------ Text ------
You Decide: How Can We Slow the Increase in Home Prices?
By Mike Walden
The numbers are jaw-dropping. In 2020, the average house price rose 11%. In 2021, home prices jumped another 19%. And, if the price gains thus far in 2022 continue for the entire year, the price of the average home will have increased 28%. Including compounding, this would mean an astounding 69% rise in home prices over three years.
These are national averages, meaning in some markets the price jumps have been larger, while in others they have been smaller. Also, the methodology for generating the numbers only compares repeat sales for the same homes. This means none of the price gains are due to comparing bigger or better homes to smaller homes or those of lesser quality.
Of course, like many things, the pandemic has had an impact on home prices. Historically low interest rates – complements of the Federal Reserve – plus stimulus checks and other federal financial assistance motivated more home-buying. At the same time, economic shut-downs and slow-downs have increased the cost of many construction materials. For example, lumber prices are more than twice as high today as prior to the pandemic.
Most economists think these impacts of the pandemic on the housing market will dissipate over time. Does this mean house prices will eventually come back to earth?
Not necessarily. Even before the pandemic, home prices were increasing faster than household income, especially in metropolitan areas. The reason is simple. Metro regions have experienced substantial economic expansion during the 21st century. They are home to growing industries like technology, finance, healthcare and professional services. Metro areas also have colleges and universities that train highly-educated graduates to work in these sectors.
------ Extracted records ------
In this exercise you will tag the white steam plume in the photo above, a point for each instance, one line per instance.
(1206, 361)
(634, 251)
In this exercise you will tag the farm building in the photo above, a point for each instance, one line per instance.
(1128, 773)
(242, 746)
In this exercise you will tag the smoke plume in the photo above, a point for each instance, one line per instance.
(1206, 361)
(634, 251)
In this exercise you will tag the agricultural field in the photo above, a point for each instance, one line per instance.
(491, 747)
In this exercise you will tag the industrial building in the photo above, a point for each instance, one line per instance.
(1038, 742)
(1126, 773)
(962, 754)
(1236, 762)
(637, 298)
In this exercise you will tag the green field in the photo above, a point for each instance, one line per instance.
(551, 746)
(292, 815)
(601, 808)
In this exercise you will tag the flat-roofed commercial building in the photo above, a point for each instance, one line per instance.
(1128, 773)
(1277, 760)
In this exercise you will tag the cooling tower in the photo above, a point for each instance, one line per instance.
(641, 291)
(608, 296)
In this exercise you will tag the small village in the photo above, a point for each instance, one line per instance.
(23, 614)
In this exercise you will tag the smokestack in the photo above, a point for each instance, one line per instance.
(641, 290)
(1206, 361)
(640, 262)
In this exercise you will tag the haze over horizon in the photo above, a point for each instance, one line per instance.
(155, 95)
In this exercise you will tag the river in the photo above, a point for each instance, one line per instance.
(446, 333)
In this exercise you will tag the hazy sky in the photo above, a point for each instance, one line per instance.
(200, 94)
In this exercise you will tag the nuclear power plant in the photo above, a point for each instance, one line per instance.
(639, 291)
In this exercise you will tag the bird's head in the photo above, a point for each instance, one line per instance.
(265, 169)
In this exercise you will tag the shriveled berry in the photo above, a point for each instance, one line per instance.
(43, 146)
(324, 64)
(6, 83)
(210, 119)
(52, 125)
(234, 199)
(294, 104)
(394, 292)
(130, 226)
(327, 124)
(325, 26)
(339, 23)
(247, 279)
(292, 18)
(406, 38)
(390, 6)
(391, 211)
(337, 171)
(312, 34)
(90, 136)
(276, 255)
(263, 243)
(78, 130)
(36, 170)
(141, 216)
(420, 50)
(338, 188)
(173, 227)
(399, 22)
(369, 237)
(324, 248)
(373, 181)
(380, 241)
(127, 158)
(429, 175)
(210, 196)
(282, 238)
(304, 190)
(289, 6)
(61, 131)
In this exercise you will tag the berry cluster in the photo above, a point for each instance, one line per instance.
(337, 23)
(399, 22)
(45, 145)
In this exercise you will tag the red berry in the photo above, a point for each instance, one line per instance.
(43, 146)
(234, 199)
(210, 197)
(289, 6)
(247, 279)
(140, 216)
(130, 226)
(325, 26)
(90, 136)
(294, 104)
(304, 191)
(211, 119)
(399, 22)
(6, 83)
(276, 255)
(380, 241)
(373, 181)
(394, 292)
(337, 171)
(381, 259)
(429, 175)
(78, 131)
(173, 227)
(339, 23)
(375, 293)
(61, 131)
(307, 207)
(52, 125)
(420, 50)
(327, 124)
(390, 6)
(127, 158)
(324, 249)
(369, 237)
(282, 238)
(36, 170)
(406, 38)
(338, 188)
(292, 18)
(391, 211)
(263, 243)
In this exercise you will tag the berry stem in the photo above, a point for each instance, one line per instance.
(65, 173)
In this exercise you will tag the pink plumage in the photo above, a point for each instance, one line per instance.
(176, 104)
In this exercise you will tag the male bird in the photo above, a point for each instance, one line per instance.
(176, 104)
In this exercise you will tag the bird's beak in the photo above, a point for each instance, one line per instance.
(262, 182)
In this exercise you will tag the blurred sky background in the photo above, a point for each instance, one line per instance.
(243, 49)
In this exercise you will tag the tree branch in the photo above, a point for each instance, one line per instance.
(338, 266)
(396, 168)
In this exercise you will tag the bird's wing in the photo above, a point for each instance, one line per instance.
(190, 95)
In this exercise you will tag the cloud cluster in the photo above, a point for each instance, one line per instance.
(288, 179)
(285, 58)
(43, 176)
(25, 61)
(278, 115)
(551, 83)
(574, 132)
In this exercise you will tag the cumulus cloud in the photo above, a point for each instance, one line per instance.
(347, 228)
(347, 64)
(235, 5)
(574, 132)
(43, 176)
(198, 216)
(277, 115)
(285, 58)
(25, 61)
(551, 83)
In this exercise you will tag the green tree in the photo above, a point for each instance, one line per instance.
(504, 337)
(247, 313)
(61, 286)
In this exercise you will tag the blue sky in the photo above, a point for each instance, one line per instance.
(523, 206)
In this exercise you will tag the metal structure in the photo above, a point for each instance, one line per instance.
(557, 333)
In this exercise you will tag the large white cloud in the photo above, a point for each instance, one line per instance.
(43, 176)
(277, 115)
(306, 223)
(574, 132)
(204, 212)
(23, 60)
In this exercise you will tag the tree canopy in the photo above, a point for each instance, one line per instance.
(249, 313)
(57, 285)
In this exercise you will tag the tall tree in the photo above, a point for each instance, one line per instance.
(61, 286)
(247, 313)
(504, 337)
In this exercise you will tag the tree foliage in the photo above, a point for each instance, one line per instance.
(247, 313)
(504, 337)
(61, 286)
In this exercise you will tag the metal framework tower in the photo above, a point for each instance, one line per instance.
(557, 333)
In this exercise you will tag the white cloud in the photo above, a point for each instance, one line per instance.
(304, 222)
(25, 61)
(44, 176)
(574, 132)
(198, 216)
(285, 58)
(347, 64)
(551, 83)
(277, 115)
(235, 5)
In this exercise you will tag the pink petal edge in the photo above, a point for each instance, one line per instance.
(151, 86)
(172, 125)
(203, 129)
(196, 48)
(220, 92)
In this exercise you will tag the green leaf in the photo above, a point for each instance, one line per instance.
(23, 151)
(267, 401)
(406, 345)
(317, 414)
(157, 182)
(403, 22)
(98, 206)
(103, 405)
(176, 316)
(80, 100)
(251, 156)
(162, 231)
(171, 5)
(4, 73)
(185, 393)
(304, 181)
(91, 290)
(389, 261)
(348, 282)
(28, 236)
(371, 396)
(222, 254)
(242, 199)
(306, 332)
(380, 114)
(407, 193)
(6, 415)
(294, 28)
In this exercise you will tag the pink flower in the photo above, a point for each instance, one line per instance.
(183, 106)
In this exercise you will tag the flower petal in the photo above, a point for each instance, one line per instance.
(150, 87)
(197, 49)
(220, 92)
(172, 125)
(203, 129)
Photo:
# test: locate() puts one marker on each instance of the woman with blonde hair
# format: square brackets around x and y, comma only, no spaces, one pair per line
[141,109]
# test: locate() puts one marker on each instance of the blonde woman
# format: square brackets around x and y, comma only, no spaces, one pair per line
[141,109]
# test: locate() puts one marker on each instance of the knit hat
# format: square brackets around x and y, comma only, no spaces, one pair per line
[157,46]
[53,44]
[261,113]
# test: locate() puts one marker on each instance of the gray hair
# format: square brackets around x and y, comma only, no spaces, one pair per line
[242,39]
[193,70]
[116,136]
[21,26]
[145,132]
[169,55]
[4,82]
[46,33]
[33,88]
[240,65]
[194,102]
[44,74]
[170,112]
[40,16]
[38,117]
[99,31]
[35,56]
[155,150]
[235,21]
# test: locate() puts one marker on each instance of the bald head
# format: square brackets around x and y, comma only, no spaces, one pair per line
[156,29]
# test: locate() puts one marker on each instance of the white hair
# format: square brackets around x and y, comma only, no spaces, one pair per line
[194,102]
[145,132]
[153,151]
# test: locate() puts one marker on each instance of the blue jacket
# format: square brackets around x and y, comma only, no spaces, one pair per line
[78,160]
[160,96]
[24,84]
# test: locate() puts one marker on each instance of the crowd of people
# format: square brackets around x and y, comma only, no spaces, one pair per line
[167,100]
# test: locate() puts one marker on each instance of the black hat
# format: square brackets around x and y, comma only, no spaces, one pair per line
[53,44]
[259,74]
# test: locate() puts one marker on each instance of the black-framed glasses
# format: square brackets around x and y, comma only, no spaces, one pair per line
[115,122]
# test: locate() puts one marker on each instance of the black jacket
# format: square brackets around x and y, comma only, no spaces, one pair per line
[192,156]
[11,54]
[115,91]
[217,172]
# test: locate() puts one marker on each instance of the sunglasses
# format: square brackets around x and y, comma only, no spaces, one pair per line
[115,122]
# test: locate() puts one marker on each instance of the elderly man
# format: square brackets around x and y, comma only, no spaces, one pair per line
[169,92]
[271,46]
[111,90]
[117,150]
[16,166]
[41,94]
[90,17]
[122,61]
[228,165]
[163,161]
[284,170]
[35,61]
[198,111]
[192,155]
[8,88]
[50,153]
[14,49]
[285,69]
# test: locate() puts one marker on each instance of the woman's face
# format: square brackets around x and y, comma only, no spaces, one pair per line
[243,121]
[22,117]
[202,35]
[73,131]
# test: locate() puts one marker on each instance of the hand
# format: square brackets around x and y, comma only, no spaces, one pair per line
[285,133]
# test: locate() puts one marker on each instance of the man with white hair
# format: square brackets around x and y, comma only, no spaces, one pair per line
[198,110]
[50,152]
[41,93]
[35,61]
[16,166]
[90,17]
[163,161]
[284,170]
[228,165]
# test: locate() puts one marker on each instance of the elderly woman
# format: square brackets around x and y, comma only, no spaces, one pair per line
------
Exercise details:
According to the article on home prices, by what percentage did home prices rise in 2021?

Answer to this task:
19%